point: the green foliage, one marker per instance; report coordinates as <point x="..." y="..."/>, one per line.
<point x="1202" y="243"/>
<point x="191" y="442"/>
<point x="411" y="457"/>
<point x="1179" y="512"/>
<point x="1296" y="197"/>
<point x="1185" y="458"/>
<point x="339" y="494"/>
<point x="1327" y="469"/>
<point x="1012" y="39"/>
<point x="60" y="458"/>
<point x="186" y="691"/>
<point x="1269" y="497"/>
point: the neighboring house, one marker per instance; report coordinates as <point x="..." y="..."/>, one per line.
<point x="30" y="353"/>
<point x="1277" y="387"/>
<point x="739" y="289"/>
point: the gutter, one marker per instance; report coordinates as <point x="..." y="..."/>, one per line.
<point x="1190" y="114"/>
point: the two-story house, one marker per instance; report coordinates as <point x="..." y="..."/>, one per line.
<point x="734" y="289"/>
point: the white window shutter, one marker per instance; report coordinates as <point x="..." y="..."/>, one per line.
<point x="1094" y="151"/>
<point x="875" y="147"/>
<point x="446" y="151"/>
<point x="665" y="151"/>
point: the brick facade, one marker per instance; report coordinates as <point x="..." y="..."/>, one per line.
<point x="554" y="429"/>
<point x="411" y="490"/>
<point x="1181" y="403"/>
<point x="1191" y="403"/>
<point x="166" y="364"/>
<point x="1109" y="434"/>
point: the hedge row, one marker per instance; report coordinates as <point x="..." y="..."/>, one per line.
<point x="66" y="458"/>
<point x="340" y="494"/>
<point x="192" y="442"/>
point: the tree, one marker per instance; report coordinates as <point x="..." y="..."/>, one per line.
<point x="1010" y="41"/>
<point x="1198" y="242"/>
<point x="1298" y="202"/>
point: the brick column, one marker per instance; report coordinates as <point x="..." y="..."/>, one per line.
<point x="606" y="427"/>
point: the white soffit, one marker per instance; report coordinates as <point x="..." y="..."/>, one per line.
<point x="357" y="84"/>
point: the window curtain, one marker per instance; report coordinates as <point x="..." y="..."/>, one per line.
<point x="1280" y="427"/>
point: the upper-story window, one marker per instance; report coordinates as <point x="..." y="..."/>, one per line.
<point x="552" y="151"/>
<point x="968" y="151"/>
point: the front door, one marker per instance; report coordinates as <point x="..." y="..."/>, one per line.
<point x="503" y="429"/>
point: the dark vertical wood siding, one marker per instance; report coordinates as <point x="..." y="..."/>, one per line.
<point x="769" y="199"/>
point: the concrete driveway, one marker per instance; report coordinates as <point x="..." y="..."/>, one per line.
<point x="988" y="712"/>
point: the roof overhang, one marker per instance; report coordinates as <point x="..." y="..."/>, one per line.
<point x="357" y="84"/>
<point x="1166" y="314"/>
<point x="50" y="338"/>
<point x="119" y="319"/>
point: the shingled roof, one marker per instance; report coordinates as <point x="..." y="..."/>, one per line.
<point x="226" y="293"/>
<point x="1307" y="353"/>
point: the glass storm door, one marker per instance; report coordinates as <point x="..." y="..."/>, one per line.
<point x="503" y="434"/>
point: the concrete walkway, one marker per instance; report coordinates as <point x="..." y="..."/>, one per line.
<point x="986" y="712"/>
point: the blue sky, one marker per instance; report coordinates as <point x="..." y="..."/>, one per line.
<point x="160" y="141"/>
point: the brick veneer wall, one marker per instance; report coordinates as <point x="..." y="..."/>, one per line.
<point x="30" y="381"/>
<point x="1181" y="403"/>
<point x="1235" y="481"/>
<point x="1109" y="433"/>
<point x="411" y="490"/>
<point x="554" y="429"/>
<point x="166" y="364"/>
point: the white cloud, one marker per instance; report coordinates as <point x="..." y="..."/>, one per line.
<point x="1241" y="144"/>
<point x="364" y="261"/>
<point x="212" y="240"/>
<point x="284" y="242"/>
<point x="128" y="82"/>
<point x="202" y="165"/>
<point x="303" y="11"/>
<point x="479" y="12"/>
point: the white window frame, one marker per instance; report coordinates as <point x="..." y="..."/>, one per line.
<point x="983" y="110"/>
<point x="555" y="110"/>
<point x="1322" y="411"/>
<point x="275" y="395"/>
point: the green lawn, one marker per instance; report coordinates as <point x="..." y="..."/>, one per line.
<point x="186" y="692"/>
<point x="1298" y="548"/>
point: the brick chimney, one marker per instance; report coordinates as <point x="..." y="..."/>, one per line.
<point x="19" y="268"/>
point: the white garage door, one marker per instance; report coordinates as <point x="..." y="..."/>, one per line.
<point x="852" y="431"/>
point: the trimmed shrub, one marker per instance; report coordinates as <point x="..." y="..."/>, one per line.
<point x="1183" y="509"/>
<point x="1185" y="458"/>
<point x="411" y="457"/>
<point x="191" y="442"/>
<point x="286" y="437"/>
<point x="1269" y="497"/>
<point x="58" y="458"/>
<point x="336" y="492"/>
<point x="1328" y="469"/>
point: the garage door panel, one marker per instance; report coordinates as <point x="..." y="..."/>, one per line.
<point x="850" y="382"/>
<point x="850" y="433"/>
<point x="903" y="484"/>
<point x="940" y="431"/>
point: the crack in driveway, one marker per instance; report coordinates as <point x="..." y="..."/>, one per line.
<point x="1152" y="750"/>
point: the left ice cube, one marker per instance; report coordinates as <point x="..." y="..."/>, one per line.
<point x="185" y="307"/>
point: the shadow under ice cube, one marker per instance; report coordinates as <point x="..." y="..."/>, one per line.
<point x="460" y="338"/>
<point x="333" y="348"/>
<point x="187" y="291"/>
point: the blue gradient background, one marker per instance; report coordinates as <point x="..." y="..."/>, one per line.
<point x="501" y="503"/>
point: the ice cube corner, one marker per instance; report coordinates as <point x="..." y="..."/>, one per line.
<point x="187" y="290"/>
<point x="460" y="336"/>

:: Task details ::
Can you give every line above again, exactly as written?

:: Answer to the exercise ::
point: the green foliage, one marker per instance; report coordinates as <point x="..." y="..."/>, one per line.
<point x="1202" y="243"/>
<point x="191" y="442"/>
<point x="411" y="457"/>
<point x="1179" y="512"/>
<point x="1296" y="197"/>
<point x="1185" y="458"/>
<point x="339" y="494"/>
<point x="1327" y="469"/>
<point x="1012" y="39"/>
<point x="60" y="458"/>
<point x="186" y="691"/>
<point x="1269" y="497"/>
point: the neighboring house, one marker per instance; report coordinates as <point x="..." y="..."/>, one per line.
<point x="30" y="353"/>
<point x="1277" y="387"/>
<point x="739" y="289"/>
point: the gutter, one marker per instance; report coordinates as <point x="..." y="..."/>, one per line.
<point x="1190" y="114"/>
point: the two-story house, one marker per instance; report coordinates as <point x="..." y="..."/>, one per line.
<point x="734" y="289"/>
point: the white window shutter, one marker per instance; report coordinates as <point x="..." y="..."/>, one per line.
<point x="1094" y="151"/>
<point x="875" y="147"/>
<point x="446" y="151"/>
<point x="665" y="151"/>
point: the brick facade, one marker per instance; report coordinates as <point x="..." y="..."/>, one per line.
<point x="554" y="429"/>
<point x="411" y="490"/>
<point x="1181" y="403"/>
<point x="1191" y="403"/>
<point x="166" y="364"/>
<point x="1109" y="434"/>
point: the hedge row, one marker per instance; report coordinates as <point x="..." y="..."/>, one per line.
<point x="66" y="458"/>
<point x="340" y="494"/>
<point x="192" y="442"/>
point: the tree, one marker per instance; report coordinates as <point x="..." y="..."/>, one per line.
<point x="1010" y="41"/>
<point x="1198" y="242"/>
<point x="1298" y="202"/>
point: the brick column, one marker per instance; report coordinates as <point x="..." y="..."/>, one per line.
<point x="606" y="427"/>
point: the white soffit, one marker per instance; report coordinates as <point x="..." y="..."/>, one per line.
<point x="357" y="84"/>
point: the window curtain, one marker per instance; report coordinates as <point x="..." y="..."/>, one per line.
<point x="1280" y="427"/>
point: the upper-story window, one marker per instance; report coordinates as <point x="..." y="..."/>, one per line.
<point x="552" y="151"/>
<point x="968" y="151"/>
point: the front door, one marker per instance; report coordinates as <point x="..." y="..."/>, one per line.
<point x="503" y="429"/>
point: the dark vertical wood siding, one marker per instance; report coordinates as <point x="..." y="..."/>, one per line.
<point x="769" y="199"/>
point: the concrete driveway, one marker per instance; report coordinates as <point x="..." y="..."/>, one per line.
<point x="988" y="712"/>
point: the roof overhang, one marker per instance; report coordinates as <point x="..." y="..."/>, one per line.
<point x="357" y="84"/>
<point x="1166" y="314"/>
<point x="50" y="338"/>
<point x="119" y="319"/>
point: the shingled roof, one marker per instance; report coordinates as <point x="..." y="..."/>, one per line.
<point x="226" y="293"/>
<point x="1307" y="353"/>
point: the glass storm door, one marker per instance; report coordinates as <point x="..." y="..."/>, one per line.
<point x="503" y="434"/>
point: the concrete walkway, one marker per instance; report coordinates as <point x="..." y="..."/>, one per line.
<point x="986" y="712"/>
point: the blue sky, one marker per instance; report coordinates as <point x="..." y="..."/>, one per line.
<point x="160" y="141"/>
point: the brick veneer wall, one marker per instance; report coordinates as <point x="..." y="..."/>, one per line.
<point x="30" y="381"/>
<point x="1181" y="403"/>
<point x="1235" y="481"/>
<point x="1109" y="433"/>
<point x="411" y="490"/>
<point x="554" y="429"/>
<point x="166" y="364"/>
point: the white cloud, one marker per instance; report coordinates as <point x="..." y="..."/>, one per line.
<point x="1241" y="144"/>
<point x="364" y="261"/>
<point x="212" y="240"/>
<point x="284" y="242"/>
<point x="128" y="82"/>
<point x="202" y="165"/>
<point x="303" y="11"/>
<point x="479" y="12"/>
point: the white window frame, one marker per instance; report coordinates as <point x="..." y="..."/>, one per line.
<point x="983" y="110"/>
<point x="555" y="110"/>
<point x="1322" y="411"/>
<point x="275" y="395"/>
point: the green lawn, one marker per instance; report coordinates as <point x="..." y="..."/>, one per line.
<point x="186" y="692"/>
<point x="1298" y="548"/>
point: the brick chimney, one marker per instance; report coordinates as <point x="..." y="..."/>, one per line.
<point x="19" y="268"/>
point: the white garage door, one marker per instance; report coordinates as <point x="..." y="..."/>, one per line.
<point x="852" y="431"/>
point: the trimmed shrub, one marker per instance; report coordinates as <point x="..." y="..."/>, one per line.
<point x="1183" y="509"/>
<point x="1185" y="458"/>
<point x="411" y="457"/>
<point x="191" y="442"/>
<point x="286" y="437"/>
<point x="1269" y="497"/>
<point x="58" y="458"/>
<point x="336" y="492"/>
<point x="1328" y="469"/>
point: the garage door panel, one marker per instance; report coordinates as <point x="..." y="..."/>, one per line.
<point x="850" y="382"/>
<point x="850" y="433"/>
<point x="903" y="484"/>
<point x="940" y="431"/>
point: the crack in driveway, one marker per instance; report coordinates as <point x="..." y="..."/>, one per line.
<point x="1152" y="750"/>
point: the left ice cube, one marker per instance; report coordinates as <point x="..." y="..."/>, one per line.
<point x="185" y="307"/>
point: the shadow under ice cube, one marker per instance; report coordinates as <point x="..." y="..."/>, one per line.
<point x="460" y="338"/>
<point x="333" y="348"/>
<point x="187" y="291"/>
point: the blue gradient background, one marker per instance; report coordinates as <point x="..." y="..."/>, one per line.
<point x="501" y="503"/>
point: the ice cube corner, one marker per instance; report coordinates as <point x="..." y="..."/>, one per line.
<point x="187" y="290"/>
<point x="460" y="336"/>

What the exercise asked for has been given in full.